> Objective
Reproduce the data below starting at the line that contains "For every instance of the white" and ending at the line that contains "[(164, 63)]", offsetting every coordinate in the answers by adding 72 and keeping the requests as they are. Leave the pictures out.

Entries from a pointing dataset:

------

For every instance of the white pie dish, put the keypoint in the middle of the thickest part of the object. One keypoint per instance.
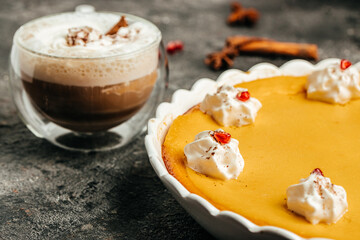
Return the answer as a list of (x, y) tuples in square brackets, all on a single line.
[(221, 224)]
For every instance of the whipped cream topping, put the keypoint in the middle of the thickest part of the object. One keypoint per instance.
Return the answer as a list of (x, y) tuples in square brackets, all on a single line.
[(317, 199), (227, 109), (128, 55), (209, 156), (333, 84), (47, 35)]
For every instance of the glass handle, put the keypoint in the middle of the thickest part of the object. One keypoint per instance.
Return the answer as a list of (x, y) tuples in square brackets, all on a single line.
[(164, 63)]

------

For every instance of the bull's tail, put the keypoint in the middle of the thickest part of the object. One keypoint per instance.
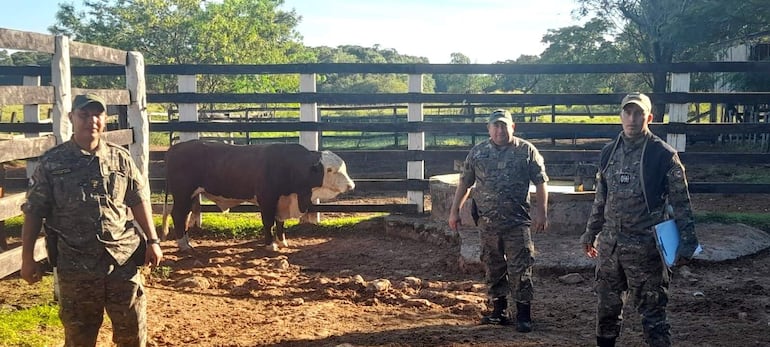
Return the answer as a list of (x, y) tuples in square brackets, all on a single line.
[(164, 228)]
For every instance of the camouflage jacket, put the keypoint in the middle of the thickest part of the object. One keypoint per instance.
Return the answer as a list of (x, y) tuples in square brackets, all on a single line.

------

> Answer to this exercise
For every instance of the white pie dish, put the keypoint in the middle of the thickest part of the object. One keypoint per instance.
Return the answer as a list of (x, y) tuples in square brackets, all on a single line.
[(293, 296)]
For every instance of the whipped cream topping, put the keypoint in the middle of the thickest part of the object. One keypoint per instance.
Return the answer as a list of (x, y) tuples in square brackets, all on a single line.
[(389, 271), (299, 181), (200, 127), (281, 228), (405, 156), (119, 107)]
For every instance of the glass handle, put the keypoint in the middle of the thickest part of the object. One keypoint per instance.
Return the answer as a list of (x, y) tuples in square brackets, all on a single line.
[(236, 135)]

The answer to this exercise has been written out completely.